Adaptive Recall: Advanced Memory for Your AI Agents
Why Memory Decides How Good Your Agents Are
An agent is only as capable as what it can remember. The model supplies the reasoning, but memory supplies the context: what the user asked for last week, which approach already failed, the preferences that shape every answer, and the facts that keep responses grounded. When memory is shallow, agents repeat themselves, lose the thread across sessions, and surface results that are merely similar rather than genuinely relevant.
Most memory systems store text as vector embeddings and retrieve by cosine similarity. That works for simple lookups, but it treats every memory as a flat point in space with no sense of time, no sense of how often something has mattered, and no sense of how concepts connect. Adaptive Recall was built to close that gap, drawing on decades of cognitive science to model memory the way it actually behaves.
What Adaptive Recall Does Differently
Adaptive Recall runs four retrieval strategies in parallel on every query: vector similarity for meaning, temporal recency for what is current, full-text keyword for exact terms, and knowledge graph traversal for connected ideas. Instead of betting on a single method, it blends all four and learns which to weight for each kind of question.

◆ **LIST OF TASKS**
(A) Transcribe everything in the Adaptive Recall page from "Most memory systems" down to "it actually behaves.".
(B) Using the Adaptive Recall page, say whether each statement agrees with it, answering yes or no and quoting the deciding words: (i) Adaptive Recall runs four retrieval strategies in parallel on every query; (ii) most memory systems retrieve by keyword matching; (iii) the model supplies the context.

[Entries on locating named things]
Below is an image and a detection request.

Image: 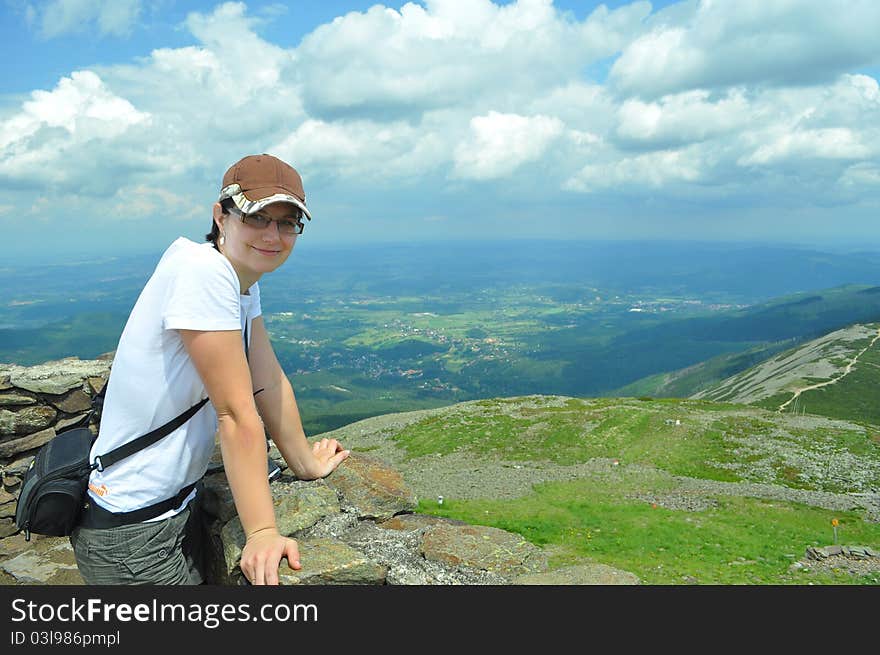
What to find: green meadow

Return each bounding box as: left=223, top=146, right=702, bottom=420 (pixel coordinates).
left=354, top=397, right=880, bottom=585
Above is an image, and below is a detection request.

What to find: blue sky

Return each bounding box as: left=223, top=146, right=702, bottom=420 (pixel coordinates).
left=0, top=0, right=880, bottom=261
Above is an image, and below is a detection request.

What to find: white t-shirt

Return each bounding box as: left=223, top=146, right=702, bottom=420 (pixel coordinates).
left=89, top=237, right=261, bottom=520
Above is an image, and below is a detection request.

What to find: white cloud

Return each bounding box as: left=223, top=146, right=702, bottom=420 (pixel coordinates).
left=617, top=89, right=753, bottom=147
left=36, top=0, right=141, bottom=39
left=297, top=0, right=650, bottom=119
left=611, top=0, right=880, bottom=98
left=110, top=184, right=208, bottom=222
left=454, top=111, right=565, bottom=180
left=270, top=119, right=449, bottom=186
left=0, top=0, right=880, bottom=251
left=740, top=127, right=870, bottom=165
left=0, top=71, right=150, bottom=183
left=564, top=149, right=704, bottom=193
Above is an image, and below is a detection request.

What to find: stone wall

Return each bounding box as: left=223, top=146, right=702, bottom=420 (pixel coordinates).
left=0, top=357, right=111, bottom=538
left=0, top=358, right=638, bottom=585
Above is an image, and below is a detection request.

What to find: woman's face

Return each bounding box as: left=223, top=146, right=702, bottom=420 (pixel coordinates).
left=214, top=202, right=297, bottom=286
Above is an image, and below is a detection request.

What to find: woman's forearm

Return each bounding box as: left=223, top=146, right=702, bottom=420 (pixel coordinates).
left=256, top=374, right=320, bottom=480
left=218, top=413, right=277, bottom=538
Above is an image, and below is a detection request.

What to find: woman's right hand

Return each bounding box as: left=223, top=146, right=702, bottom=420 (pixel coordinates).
left=239, top=528, right=302, bottom=585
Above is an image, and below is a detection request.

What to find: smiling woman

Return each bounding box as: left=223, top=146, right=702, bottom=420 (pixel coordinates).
left=71, top=154, right=349, bottom=584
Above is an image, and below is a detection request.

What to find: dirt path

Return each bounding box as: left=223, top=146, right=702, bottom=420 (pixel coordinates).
left=776, top=329, right=880, bottom=412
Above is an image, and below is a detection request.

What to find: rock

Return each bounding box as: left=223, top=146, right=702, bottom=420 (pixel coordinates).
left=0, top=537, right=85, bottom=585
left=0, top=519, right=18, bottom=541
left=420, top=524, right=547, bottom=575
left=45, top=389, right=92, bottom=414
left=0, top=405, right=58, bottom=439
left=0, top=428, right=55, bottom=464
left=376, top=514, right=467, bottom=532
left=89, top=373, right=109, bottom=395
left=0, top=393, right=37, bottom=407
left=215, top=481, right=340, bottom=579
left=55, top=412, right=88, bottom=432
left=278, top=539, right=386, bottom=585
left=9, top=357, right=109, bottom=395
left=511, top=564, right=640, bottom=585
left=325, top=453, right=418, bottom=519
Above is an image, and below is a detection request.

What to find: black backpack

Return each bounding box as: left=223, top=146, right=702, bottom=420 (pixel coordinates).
left=15, top=385, right=208, bottom=541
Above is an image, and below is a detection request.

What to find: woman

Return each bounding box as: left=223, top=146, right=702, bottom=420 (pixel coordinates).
left=71, top=154, right=349, bottom=584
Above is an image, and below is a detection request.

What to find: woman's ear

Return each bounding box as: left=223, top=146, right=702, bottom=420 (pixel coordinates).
left=212, top=202, right=228, bottom=232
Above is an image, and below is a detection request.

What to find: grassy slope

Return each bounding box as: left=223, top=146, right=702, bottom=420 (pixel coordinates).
left=334, top=397, right=880, bottom=584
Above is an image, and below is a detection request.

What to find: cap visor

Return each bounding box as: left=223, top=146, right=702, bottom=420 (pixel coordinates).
left=247, top=193, right=312, bottom=220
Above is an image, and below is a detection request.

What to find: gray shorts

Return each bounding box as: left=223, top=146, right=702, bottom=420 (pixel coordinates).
left=70, top=500, right=204, bottom=585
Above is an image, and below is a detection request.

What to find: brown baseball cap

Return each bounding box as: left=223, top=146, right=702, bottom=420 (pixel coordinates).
left=218, top=153, right=312, bottom=220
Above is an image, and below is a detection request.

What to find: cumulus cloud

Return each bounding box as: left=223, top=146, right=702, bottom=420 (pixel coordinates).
left=611, top=0, right=880, bottom=98
left=36, top=0, right=141, bottom=39
left=0, top=71, right=150, bottom=190
left=455, top=111, right=564, bottom=180
left=0, top=0, right=880, bottom=247
left=297, top=0, right=650, bottom=119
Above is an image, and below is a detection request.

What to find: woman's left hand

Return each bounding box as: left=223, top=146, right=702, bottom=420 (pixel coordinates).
left=312, top=438, right=351, bottom=479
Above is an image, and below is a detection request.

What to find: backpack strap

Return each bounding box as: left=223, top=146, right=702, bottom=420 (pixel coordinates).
left=92, top=398, right=208, bottom=471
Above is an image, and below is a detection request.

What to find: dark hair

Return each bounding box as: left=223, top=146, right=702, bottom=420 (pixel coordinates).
left=205, top=198, right=235, bottom=250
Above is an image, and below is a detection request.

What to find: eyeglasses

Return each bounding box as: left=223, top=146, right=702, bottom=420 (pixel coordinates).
left=229, top=207, right=305, bottom=236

◆ **SET OF ANSWERS**
(A)
Most memory systems store text as vector embeddings and retrieve by cosine similarity. That works for simple lookups, but it treats every memory as a flat point in space with no sense of time, no sense of how often something has mattered, and no sense of how concepts connect. Adaptive Recall was built to close that gap, drawing on decades of cognitive science to model memory the way it actually behaves.

(B)
(i) Yes: "Adaptive Recall runs four retrieval strategies in parallel on every query"
(ii) No: "Most memory systems store text as vector embeddings and retrieve by cosine similarity."
(iii) No: "The model supplies the reasoning, but memory supplies the context"